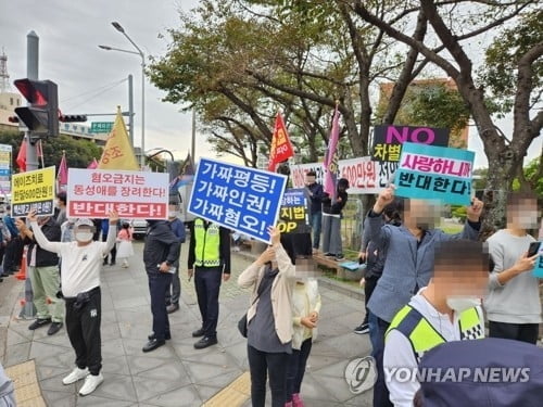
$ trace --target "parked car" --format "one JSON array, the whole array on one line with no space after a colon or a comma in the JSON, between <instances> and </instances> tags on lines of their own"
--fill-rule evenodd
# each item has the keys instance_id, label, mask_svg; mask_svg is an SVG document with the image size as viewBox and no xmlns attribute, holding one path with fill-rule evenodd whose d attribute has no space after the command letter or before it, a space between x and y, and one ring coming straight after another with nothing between
<instances>
[{"instance_id":1,"label":"parked car","mask_svg":"<svg viewBox=\"0 0 543 407\"><path fill-rule=\"evenodd\" d=\"M147 233L147 220L146 219L132 219L130 222L132 228L134 239L143 239Z\"/></svg>"}]
</instances>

**Request**
Rewrite the lines of the entries above with every "array" changed to "list" and nothing else altered. Leave out the pictures.

**Response**
$ trace --target "parked car" --format "one JSON list, the whole list on one line with no space after a colon or a comma in the JSON, between <instances> and </instances> tags on lines of their own"
--fill-rule evenodd
# each item has the keys instance_id, label, mask_svg; mask_svg is an SVG document with the image size as viewBox and no xmlns attribute, holding one path with fill-rule evenodd whose d attribute has no space after the command letter or before it, a space between x and y, and one ring coming straight after another with nothing between
<instances>
[{"instance_id":1,"label":"parked car","mask_svg":"<svg viewBox=\"0 0 543 407\"><path fill-rule=\"evenodd\" d=\"M147 233L147 220L146 219L132 219L130 222L132 228L134 239L143 239Z\"/></svg>"}]
</instances>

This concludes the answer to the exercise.